=== Begin Enclosure ===

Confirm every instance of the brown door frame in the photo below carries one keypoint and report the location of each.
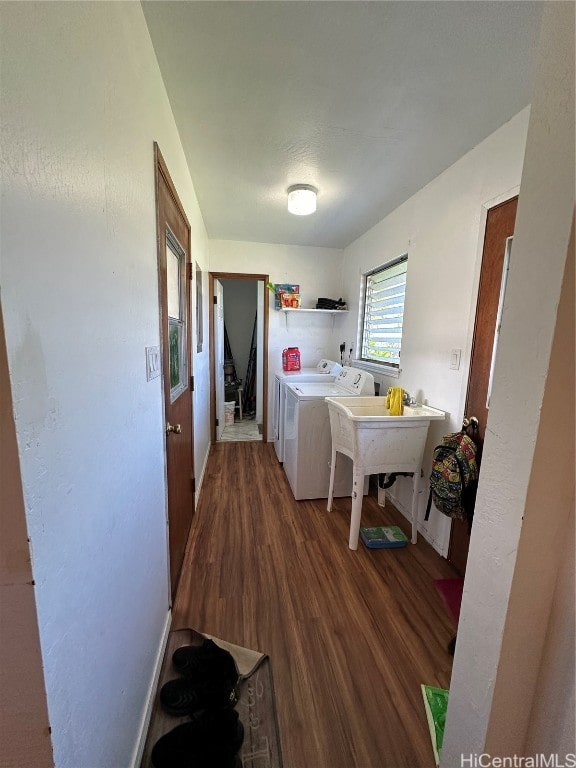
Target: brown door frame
(161, 171)
(238, 276)
(496, 228)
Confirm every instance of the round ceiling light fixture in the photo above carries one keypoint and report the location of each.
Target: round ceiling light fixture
(302, 199)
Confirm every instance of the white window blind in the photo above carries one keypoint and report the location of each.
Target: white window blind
(384, 292)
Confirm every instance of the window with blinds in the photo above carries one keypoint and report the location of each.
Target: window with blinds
(384, 290)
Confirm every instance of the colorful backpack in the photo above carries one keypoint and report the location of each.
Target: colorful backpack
(454, 477)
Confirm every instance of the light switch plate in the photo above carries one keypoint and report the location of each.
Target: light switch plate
(152, 363)
(455, 355)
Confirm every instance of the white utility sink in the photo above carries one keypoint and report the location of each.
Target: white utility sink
(363, 429)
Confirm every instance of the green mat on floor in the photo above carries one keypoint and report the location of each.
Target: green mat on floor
(435, 704)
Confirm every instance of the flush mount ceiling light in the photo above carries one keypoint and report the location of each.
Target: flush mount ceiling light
(302, 199)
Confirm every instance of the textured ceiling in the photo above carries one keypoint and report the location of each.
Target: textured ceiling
(367, 101)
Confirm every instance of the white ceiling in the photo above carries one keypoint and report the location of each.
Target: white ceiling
(367, 101)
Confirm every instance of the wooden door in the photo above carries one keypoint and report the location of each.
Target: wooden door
(174, 278)
(499, 228)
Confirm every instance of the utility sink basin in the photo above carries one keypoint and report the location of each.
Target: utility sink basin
(363, 429)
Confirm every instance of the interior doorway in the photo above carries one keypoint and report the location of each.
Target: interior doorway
(497, 247)
(238, 356)
(174, 279)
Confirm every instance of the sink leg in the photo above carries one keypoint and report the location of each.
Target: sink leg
(355, 515)
(332, 474)
(415, 489)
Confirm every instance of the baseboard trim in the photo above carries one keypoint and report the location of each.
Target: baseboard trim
(147, 714)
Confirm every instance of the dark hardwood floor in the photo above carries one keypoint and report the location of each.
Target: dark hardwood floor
(351, 635)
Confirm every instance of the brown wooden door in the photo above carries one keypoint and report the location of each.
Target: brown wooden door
(499, 227)
(174, 276)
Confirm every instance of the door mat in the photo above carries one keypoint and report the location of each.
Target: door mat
(256, 706)
(451, 591)
(435, 706)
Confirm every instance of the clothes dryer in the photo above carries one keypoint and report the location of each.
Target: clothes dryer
(325, 370)
(307, 435)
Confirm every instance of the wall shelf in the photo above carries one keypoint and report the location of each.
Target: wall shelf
(300, 310)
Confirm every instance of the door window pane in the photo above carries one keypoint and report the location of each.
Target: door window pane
(173, 281)
(175, 276)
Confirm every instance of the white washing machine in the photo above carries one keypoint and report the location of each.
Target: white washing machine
(307, 436)
(325, 370)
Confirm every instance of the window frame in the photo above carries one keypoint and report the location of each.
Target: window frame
(392, 368)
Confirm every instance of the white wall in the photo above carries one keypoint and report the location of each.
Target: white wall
(441, 228)
(82, 103)
(510, 617)
(316, 270)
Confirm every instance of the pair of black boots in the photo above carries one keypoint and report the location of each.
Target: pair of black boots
(207, 692)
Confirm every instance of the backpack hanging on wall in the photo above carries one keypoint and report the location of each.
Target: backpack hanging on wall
(454, 477)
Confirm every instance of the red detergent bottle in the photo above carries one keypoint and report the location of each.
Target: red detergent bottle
(291, 359)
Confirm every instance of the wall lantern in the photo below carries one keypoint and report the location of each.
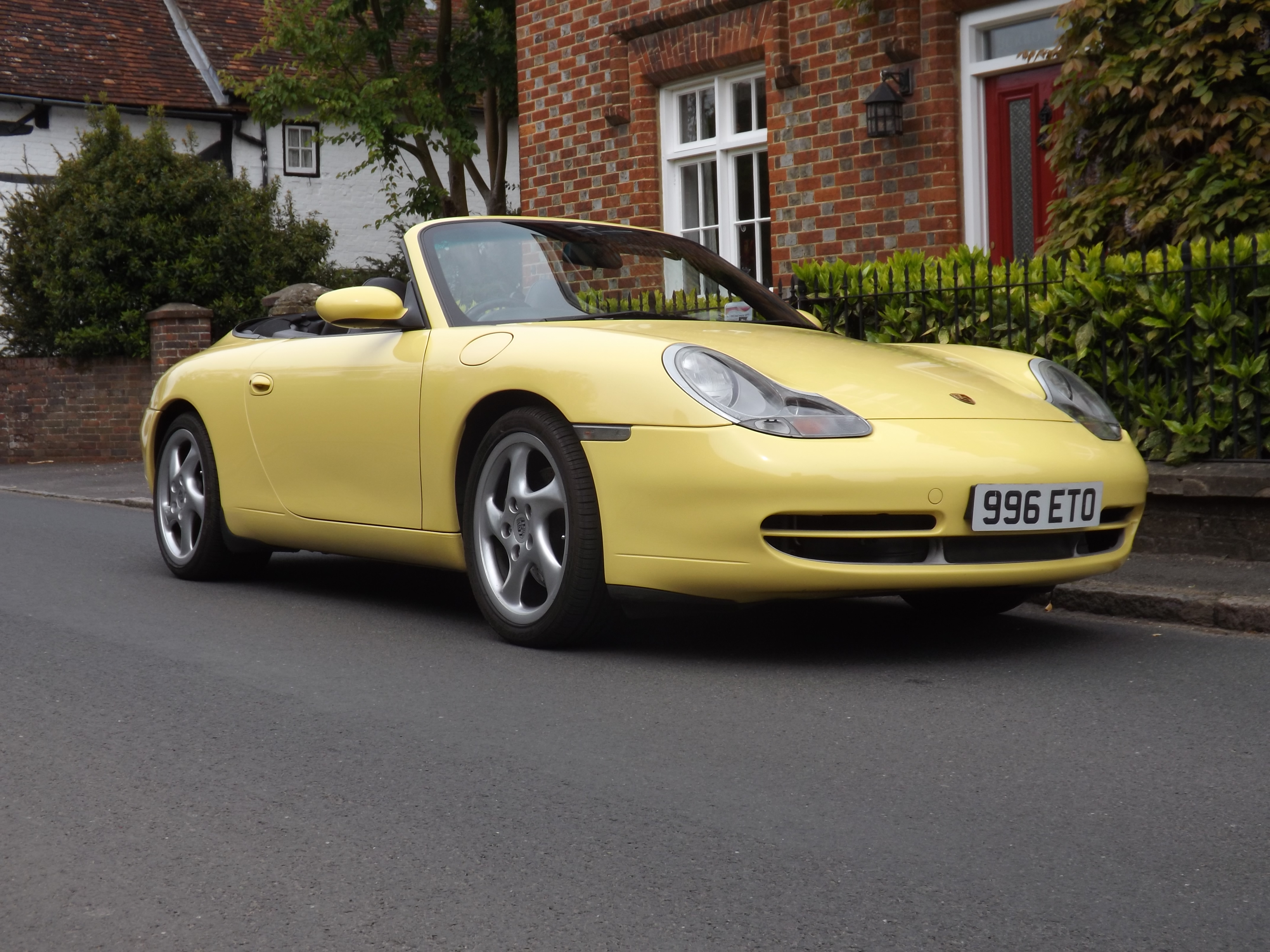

=== End Enclosure ===

Please reproduce, word for word, every line from the first line of the records above through the line containing "Confirm every instance of the white utility", and leave out the pictures.

Confirm every instance of the brown door frame in the photo below carries one keypoint and report the location of each.
Target: brown door frame
(161, 171)
(238, 276)
(496, 228)
Confirm every instance of the round ceiling light fixture in the photo above carries one keypoint and report the location of each.
Target: round ceiling light fixture
(302, 199)
Confirm every instance of the white window blind in the photo above carries one keypoint and report the location of each.
Target: white window blind
(384, 292)
Confirm every instance of the window with blinds in the photo above carries one keypoint and report the location of each.
Target: window with blinds
(384, 290)
Confirm every instance of the colorful backpack in the photo above carries one keypoint and report the location of each.
Target: colorful backpack
(454, 477)
Confirm every instance of the light switch plate in the photo above carries one keypoint and report the location of each.
Target: light switch plate
(152, 363)
(455, 355)
Confirm every instance of the white utility sink in the photo above carries one keypoint and report the location of each.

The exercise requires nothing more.